Task statement >>
Rewrite the material below with every occurrence of "marker" changed to "dot", keeping all other text unchanged.

########################################

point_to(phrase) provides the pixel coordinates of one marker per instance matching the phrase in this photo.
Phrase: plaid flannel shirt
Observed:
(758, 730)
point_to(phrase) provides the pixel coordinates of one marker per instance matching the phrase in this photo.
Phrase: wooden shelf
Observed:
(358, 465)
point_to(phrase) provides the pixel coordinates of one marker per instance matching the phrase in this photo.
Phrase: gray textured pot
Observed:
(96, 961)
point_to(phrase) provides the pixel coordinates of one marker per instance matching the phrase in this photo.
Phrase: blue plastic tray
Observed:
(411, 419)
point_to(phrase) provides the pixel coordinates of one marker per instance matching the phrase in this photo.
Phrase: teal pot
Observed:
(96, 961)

########################################

Task output >>
point_to(phrase) provides the pixel coordinates of one dot per instance matching the phrase in this photo.
Phrase: plaid flannel shirt
Observed:
(758, 730)
point_to(phrase) provides the pixel coordinates of one dot per instance matching the phrase in this photo.
Phrase: wooden shelf
Observed:
(358, 465)
point_to(phrase) provides the pixel coordinates of one dot per instance matching the phrase in this photo.
Phrase: gray textured pot
Observed:
(96, 961)
point_to(phrase) provides the pixel coordinates of one dot per instance matching the phrase in this photo.
Phrase: blue plastic tray
Observed:
(411, 419)
point_to(phrase) provides the pixel coordinates of one dot per instance matching the phrase in this photo.
Phrase: teal pot
Observed:
(96, 961)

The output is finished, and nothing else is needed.